## Text block:

Background information
- Origin: Navarre and La Rioja
- Genres: Punk rock
- Years active: 1990–1998/2007–2010
- Labels: Discos Suicidas Piperrak Produzioak
- Members: Josetxu Txitxarro Rufo Fermín/Jabitxo
- Past members: Javi
- Website: piperrak.org

= Piperrak =

Spanish punk band

Piperrak was a Spanish punk band from La Ribera (Southern Navarre and Northern La Rioja). The band started in 1990. They recorded two demos between 1990 and 1992, and two albums between 1994 and 1996, getting a certain transcendence in the Spanish punk scene. In 1997, there was a change of guitar when Javi joined the band. The name comes from the horticultural tradition of his area as "Piperrak" means "peppers" in Basque language. The band had a temporary withdrawal from November 1998 until January 2007. The band disbanded in 2010.

==Members==
- Rufo: drums.
- Txitxarro: bass and chorus.
- Josetxu: vocals.
- Fermín: guitar and chorus.

==Discography==
- Ahórkate (demo). 1990.
- La ribera R'N'R (demo). 1992.
- Arde Ribera. Discos Suicidas, 1994.
- Los Muertos de Siempre. Discos Suicidas, 1996.
- Kualkier día (Live DVD). GOR Discos, 2003.
- La Kemos Liau (Live disc + DVD). Piperrak Produzioak, 2008.

## Instructions to follow:
Using the text about the punk band Piperrak, decide whether each statement agrees with it. For each one, answer yes or no and quote the words from the text that settle it.
1. The band's name means "peppers" in Basque.
2. The band stayed active without a break from 1990 until it disbanded in 2010.
3. Rufo played guitar in the band.

(Stored data)
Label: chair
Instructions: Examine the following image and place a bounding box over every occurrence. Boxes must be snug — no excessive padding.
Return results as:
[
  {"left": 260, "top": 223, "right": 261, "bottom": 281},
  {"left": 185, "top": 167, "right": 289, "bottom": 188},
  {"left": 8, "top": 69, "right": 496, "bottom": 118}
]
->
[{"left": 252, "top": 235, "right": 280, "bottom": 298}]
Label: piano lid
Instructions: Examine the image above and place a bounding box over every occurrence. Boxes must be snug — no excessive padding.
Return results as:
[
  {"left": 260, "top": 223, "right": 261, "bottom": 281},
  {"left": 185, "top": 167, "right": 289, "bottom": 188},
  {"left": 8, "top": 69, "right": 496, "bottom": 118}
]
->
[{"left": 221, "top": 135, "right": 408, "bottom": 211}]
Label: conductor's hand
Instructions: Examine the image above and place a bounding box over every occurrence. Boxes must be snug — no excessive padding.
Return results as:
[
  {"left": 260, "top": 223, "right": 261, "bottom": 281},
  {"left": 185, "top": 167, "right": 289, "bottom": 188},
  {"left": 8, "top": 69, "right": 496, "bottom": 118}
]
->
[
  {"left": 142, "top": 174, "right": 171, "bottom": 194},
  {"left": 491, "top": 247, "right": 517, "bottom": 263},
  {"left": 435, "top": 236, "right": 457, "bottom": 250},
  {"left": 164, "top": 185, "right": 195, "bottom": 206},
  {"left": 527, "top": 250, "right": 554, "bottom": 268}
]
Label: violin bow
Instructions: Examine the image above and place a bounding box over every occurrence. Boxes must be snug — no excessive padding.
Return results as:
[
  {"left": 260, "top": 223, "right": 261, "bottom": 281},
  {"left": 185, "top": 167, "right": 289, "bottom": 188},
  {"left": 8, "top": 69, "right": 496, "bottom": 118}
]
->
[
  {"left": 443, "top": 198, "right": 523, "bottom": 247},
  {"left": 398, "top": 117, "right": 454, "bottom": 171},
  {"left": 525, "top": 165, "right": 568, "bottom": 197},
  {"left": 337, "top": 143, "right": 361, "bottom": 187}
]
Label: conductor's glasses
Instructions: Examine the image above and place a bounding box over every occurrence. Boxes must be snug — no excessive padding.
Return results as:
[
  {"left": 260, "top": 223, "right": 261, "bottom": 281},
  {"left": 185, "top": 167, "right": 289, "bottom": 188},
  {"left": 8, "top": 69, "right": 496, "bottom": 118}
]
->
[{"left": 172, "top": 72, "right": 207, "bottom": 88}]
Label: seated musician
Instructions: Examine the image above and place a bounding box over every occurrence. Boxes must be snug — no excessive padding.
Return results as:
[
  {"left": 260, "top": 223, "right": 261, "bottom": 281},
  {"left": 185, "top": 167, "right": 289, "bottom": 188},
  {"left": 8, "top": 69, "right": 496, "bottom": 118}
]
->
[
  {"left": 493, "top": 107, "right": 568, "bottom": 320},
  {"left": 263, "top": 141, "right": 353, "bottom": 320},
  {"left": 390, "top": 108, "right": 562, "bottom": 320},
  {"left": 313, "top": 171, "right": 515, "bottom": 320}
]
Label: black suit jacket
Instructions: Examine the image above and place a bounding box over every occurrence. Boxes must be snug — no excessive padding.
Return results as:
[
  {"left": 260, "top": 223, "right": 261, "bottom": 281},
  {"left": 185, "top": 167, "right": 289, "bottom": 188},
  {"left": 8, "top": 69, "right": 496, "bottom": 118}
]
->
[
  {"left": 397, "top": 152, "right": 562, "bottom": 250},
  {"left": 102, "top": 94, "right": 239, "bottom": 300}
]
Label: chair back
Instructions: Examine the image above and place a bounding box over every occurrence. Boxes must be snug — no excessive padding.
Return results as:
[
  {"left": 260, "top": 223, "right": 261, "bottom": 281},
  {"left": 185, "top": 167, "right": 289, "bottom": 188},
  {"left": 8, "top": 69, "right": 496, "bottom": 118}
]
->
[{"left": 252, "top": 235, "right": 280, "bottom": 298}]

## Completed task:
1. Yes: "Piperrak" means "peppers" in Basque language.
2. No: "The band had a temporary withdrawal from November 1998 until January 2007."
3. No: "Rufo: drums."